# The tasks:
[1] List each case that the checker function's algorithm handles in the prime-adjacent explanation, with the action taken in each.
[2] In the prime-adjacent explanation, what value is num initialized with in the checker function?
[3] Carry on the prime-adjacent explanation from the point where it ends.

# Selection:
□ □ □ □

Prime Adjacent

The first thing to observe is that all the odd numbers are non-prime adjacent as their adjacent numbers are always even (which are divisible by 2). So, if the given number is odd, simply return false. Thus, our target is to check only for even numbers.

Now the approach is to check recursively for a number if it is prime or not.

• We will call a checker function that checks if the number is prime or not.
• The algorithm for the checker function will be as follows:
  Here, num is the variable that will store all the possible divisors of the given number ‘N’ except 1 and N itself. The possible divisors are 2 to N - 1, thus, initialize num with 2.
• bool checker( N, num):
• If N == num, return true.
• If N is divisible by num, this confirms that N is not prime, return false.
• Otherwise: return checker(N , num+1)

The first thing to observe is that all the odd numbers are non-prime adjacent as their adjacent numbers are always even (which are divisible by 2). So, if the given number is odd, simply return false. Thus, our target is to check only for even numbers. 

Now, the idea is to check separately if the number N - 1 and the number N + 1 are prime or not.  

The approach is to check iteratively for a number if it is prime or not. 

• For the number N - 1:
  Run a loop from 2 to N - 2 to look for its divisibility, if it is divisible by any number, it confirms that it is not prime.
• Similarly,  for the number N - 2:
  Run a loop from 2 to N-1 to look for its divisibility, if it is divisible by any number, it confirms that it is not prime.
• If both N-1 and N-2 are prime numbers, means our number N is prime adjacent, thus, return true.
  Return false, otherwise.

Note :

Rather than checking till N-1 for a number N, we can check till N/2. As any divisor of a number will not be greater than half of that number. But, this is a very minute improvement, the time complexity still remains the same.

Let us see how we can find out if a number X is prime or not.

• The idea is to take the range as root(X).
• Let X = a * b.
  As, any non prime number X can be represented as root(X)*root(X) =  X.
  So, if one factor of X is greater than root(X), the other is definitely less than root(X).
  For example: consider X = 36.

□ □ □ □

# Extracted entries:

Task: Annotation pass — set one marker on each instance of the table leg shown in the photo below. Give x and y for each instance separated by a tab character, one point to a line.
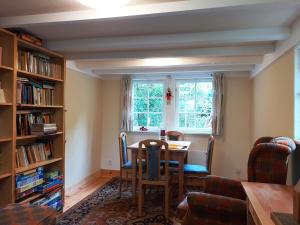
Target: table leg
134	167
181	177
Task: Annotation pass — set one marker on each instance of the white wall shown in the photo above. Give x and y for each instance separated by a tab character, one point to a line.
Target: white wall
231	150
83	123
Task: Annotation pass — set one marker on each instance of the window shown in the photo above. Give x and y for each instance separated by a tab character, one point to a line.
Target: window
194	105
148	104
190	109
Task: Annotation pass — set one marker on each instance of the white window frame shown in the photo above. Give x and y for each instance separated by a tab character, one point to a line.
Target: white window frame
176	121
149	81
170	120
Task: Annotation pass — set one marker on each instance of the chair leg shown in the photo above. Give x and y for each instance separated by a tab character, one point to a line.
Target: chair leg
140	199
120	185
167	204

□ □ □ □

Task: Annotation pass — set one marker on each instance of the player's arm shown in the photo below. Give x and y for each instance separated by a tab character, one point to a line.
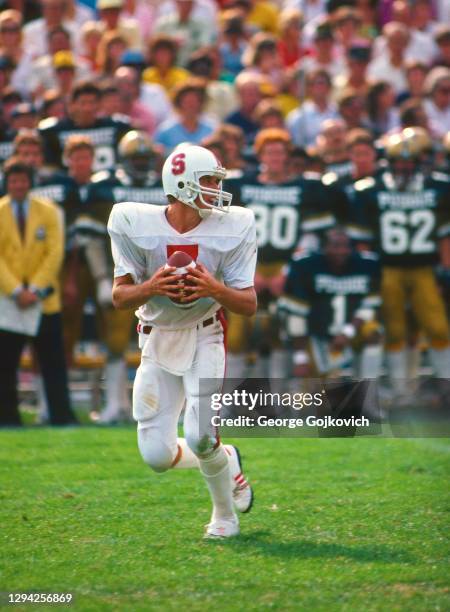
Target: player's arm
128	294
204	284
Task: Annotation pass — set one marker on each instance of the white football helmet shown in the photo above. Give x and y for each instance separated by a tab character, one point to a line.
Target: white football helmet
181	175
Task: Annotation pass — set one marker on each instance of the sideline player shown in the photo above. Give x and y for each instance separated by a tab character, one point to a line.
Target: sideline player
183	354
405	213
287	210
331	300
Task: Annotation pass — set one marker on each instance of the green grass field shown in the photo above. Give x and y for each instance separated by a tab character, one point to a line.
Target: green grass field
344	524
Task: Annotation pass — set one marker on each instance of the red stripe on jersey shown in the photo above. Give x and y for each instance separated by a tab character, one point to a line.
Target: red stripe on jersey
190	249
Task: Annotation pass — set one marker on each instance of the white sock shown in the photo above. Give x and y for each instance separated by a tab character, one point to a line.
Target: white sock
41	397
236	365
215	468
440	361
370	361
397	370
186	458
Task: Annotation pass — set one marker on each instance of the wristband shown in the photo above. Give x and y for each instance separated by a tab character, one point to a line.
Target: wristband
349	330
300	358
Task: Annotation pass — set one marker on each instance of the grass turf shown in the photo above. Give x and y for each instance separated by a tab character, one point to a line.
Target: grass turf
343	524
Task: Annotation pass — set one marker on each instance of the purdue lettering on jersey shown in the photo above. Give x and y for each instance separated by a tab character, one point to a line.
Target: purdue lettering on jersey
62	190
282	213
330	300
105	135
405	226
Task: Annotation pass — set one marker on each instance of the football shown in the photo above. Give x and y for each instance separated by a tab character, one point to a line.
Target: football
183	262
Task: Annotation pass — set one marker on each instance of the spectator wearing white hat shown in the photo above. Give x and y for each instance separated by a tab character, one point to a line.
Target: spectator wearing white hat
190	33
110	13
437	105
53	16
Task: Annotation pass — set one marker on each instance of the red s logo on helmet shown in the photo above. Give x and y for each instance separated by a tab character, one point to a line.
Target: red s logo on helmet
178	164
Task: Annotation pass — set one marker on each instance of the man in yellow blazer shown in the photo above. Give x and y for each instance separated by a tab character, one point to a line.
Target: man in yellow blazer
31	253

□ □ □ □

# Task-by-task results:
[1]
- If N == num, return true.
- If N is divisible by num, N is not prime, so return false.
- Otherwise, return checker(N, num+1).

[2] num is initialized with 2.

[3]
  → So, root(36) =  6. Now, if one factor of 36 is greater than 6, say 12, then the other factor is 36/12 = 3, which is less than 6. 
  → Similarly, if we take one factor as 18, then the other factor is 36/18 = 2, which is also less than 6.
• So, in the case of the number N-1, rather than looking for all the numbers from 2 to N-1, we will look for 2 to root(N-1) to look for any divisor of N-1.
• Similarly, for the number N+1, we will look for all numbers from 2 to root(N+1). 

The logic remains the same, we will check if the adjacent numbers are prime or not. For that we will use the below algorithm:
The approach is to precompute all prime numbers using the Sieve of Eratosthenes.

• The idea is to take a check array of size N (up to which we want to find the primes) and mark all numbers as prime initially.
• Then, iteratively mark the multiples of each prime as composite (that is, not prime).
• We start with the first prime number i.e. 2.
• For example, Suppose we want to find all prime numbers smaller than N i.e. 20.
  → Firstly, we will create a boolean array of size 20 and mark all the indices as prime, say true.
  →Then, we will start from the very first prime number 2, it is now obvious that all the multiples of 2 will be non - prime. Thus, we mark all multiples of 2 i.e. 4, 6, 8, and so on till 20 as non-prime.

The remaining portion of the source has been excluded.